[DATA EXCERPTS]:
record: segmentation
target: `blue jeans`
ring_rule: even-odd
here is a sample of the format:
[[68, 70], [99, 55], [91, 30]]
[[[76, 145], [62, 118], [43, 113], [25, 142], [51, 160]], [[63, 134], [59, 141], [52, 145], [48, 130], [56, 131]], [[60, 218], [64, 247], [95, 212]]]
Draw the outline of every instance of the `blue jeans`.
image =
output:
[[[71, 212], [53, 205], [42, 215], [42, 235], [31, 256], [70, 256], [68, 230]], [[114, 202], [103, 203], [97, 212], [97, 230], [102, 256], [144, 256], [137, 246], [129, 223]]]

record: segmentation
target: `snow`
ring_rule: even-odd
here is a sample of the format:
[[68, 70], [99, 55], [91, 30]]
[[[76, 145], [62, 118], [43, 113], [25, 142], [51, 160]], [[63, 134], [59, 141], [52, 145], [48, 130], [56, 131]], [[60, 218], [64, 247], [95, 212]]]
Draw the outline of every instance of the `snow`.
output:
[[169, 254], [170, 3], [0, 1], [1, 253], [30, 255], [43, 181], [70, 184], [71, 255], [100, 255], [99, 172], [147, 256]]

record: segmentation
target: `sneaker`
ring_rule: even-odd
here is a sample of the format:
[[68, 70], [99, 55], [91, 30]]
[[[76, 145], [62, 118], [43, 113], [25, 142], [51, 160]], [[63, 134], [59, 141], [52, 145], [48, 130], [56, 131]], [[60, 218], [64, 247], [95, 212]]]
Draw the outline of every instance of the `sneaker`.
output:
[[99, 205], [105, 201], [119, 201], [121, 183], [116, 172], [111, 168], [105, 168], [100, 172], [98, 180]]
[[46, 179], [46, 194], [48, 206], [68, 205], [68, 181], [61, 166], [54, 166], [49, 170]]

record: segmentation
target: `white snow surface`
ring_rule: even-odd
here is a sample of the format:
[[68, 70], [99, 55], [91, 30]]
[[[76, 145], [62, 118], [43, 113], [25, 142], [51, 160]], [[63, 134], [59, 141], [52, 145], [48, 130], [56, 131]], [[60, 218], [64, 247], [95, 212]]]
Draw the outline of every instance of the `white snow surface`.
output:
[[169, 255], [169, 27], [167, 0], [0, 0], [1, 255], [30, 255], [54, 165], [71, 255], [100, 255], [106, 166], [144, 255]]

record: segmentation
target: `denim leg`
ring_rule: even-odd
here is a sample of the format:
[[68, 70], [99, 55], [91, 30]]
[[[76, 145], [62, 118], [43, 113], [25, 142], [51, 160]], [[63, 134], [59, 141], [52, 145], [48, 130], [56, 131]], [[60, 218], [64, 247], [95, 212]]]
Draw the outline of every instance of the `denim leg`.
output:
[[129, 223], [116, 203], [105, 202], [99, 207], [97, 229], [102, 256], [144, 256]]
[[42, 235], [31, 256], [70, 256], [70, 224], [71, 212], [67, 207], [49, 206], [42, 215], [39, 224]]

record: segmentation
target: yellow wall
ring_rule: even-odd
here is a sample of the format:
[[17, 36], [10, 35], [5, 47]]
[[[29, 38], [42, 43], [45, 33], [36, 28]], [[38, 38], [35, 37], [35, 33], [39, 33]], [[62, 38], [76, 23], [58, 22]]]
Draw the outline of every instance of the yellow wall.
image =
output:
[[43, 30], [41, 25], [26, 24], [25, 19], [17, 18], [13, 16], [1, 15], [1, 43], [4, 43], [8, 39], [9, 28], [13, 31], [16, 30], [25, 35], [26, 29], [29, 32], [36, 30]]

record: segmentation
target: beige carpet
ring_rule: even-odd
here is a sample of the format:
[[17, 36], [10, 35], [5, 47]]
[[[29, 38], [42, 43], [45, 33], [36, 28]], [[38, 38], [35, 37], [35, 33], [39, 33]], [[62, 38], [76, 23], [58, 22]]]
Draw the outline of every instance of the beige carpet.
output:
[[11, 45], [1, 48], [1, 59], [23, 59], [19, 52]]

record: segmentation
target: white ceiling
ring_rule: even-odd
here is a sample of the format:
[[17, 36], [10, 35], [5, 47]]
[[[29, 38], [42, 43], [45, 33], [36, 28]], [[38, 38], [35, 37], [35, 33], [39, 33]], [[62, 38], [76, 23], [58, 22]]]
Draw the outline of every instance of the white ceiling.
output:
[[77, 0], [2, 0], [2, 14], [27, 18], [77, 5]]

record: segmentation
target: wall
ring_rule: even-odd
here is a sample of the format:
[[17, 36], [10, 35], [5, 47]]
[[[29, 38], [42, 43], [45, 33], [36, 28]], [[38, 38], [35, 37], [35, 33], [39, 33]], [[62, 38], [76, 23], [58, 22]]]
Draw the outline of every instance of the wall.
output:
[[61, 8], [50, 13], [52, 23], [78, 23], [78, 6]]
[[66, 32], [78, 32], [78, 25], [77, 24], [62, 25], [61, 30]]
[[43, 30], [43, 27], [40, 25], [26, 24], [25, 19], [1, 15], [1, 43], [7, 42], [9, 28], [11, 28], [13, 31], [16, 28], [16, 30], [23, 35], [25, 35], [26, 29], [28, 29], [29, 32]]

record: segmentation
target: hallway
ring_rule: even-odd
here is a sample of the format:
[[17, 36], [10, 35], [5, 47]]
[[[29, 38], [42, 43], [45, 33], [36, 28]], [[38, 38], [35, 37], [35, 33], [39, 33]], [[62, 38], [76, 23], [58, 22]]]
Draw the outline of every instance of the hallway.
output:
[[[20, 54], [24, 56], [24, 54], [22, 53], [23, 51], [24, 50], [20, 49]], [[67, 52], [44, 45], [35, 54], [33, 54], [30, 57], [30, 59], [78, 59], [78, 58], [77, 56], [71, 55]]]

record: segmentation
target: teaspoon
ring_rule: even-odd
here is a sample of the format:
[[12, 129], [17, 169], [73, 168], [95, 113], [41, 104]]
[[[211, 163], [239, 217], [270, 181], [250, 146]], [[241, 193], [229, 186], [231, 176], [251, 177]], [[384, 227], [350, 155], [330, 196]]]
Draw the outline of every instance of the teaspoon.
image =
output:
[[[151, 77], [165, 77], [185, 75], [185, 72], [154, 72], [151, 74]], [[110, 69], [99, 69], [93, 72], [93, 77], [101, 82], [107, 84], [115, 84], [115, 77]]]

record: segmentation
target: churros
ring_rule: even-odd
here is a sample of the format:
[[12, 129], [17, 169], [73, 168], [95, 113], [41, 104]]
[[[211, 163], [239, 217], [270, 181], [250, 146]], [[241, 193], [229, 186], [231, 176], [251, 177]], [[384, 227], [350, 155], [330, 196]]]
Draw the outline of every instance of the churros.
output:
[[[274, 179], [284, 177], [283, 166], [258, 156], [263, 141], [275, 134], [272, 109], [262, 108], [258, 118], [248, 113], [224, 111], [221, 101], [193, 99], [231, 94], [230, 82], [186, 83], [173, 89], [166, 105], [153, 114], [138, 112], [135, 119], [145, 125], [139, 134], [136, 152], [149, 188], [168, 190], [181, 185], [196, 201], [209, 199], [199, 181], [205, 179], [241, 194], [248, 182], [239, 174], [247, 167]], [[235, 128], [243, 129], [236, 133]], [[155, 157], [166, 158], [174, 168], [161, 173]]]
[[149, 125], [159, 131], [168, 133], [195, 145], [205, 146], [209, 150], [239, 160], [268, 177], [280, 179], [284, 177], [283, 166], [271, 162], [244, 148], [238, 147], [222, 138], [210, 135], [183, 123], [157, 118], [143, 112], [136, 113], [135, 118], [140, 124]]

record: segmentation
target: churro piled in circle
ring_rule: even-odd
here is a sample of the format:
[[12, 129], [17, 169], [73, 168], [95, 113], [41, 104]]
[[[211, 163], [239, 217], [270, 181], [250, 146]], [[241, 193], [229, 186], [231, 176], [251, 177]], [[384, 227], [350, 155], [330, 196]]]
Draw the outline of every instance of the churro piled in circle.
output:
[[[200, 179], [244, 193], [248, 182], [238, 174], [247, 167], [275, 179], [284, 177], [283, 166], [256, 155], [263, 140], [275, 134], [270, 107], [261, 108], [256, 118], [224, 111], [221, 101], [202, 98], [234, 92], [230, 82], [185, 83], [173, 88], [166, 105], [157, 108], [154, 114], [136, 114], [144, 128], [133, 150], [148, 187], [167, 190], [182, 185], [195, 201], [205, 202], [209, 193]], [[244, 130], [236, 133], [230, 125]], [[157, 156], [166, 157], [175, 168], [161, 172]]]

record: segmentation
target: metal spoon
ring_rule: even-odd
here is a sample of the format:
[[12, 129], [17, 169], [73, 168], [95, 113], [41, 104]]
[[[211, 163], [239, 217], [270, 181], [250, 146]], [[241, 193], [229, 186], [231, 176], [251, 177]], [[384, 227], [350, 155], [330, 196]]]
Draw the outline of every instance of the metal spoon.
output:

[STATED GOAL]: Lay out the records from their first line through the line containing "166], [144, 255]]", inclusive, as a Markdown table. Use two columns, Row for a running row number and Line for the line itself, and leave out blank lines.

[OUTPUT BELOW]:
| Row | Line |
|---|---|
| 1 | record: segmentation |
| 2 | target: `blue jeans` |
| 3 | ring_rule: even-odd |
| 4 | here is a sample of the format: |
| 5 | [[68, 70], [99, 55], [91, 30]] |
| 6 | [[[76, 145], [62, 118], [43, 113], [25, 142], [51, 160]], [[63, 134], [59, 141], [52, 145], [48, 130], [56, 131]], [[60, 218], [64, 247], [95, 212]]] |
| 7 | Draw the outline of every instance of the `blue jeans`. |
| 8 | image = |
| 9 | output: |
| 10 | [[[71, 212], [53, 205], [42, 215], [42, 235], [31, 256], [70, 256], [68, 230]], [[114, 202], [103, 203], [97, 212], [97, 230], [102, 256], [144, 256], [137, 246], [129, 223]]] |
| 11 | record: segmentation |
| 12 | target: `snow` |
| 13 | ring_rule: even-odd |
| 14 | here is a sample of the format: |
| 15 | [[68, 70], [99, 55], [91, 30]] |
| 16 | [[[76, 145], [62, 118], [43, 113], [25, 142], [51, 160]], [[63, 134], [59, 141], [52, 145], [48, 130], [56, 131]], [[60, 218], [64, 247], [95, 212]]] |
| 17 | Draw the outline of every instance of the `snow`. |
| 18 | output: |
| 19 | [[169, 254], [170, 3], [0, 1], [1, 253], [30, 255], [43, 181], [70, 184], [71, 255], [100, 255], [99, 172], [147, 256]] |
| 20 | record: segmentation |
| 21 | target: `sneaker` |
| 22 | ring_rule: even-odd |
| 23 | here is a sample of the format: |
| 24 | [[68, 70], [99, 55], [91, 30]] |
| 25 | [[[76, 145], [62, 118], [43, 113], [25, 142], [51, 160]], [[63, 134], [59, 141], [52, 145], [48, 130], [56, 131]], [[60, 218], [64, 247], [95, 212]]] |
| 26 | Draw the outline of every instance of the `sneaker`. |
| 27 | output: |
| 28 | [[99, 205], [105, 201], [119, 201], [121, 183], [116, 172], [111, 168], [105, 168], [100, 172], [98, 180]] |
| 29 | [[46, 179], [46, 194], [48, 206], [68, 205], [68, 181], [61, 166], [54, 166], [49, 170]] |
| 30 | record: segmentation |
| 31 | target: `white snow surface` |
| 32 | ring_rule: even-odd |
| 33 | here is a sample of the format: |
| 34 | [[68, 70], [99, 55], [91, 30]] |
| 35 | [[[76, 145], [62, 118], [43, 113], [25, 142], [51, 160]], [[63, 134], [59, 141], [52, 145], [48, 130], [56, 131]], [[60, 218], [64, 247], [95, 212]]] |
| 36 | Draw the outline of every instance of the `white snow surface`. |
| 37 | output: |
| 38 | [[169, 255], [169, 27], [167, 0], [0, 0], [1, 255], [30, 255], [54, 165], [71, 255], [100, 255], [106, 166], [144, 255]] |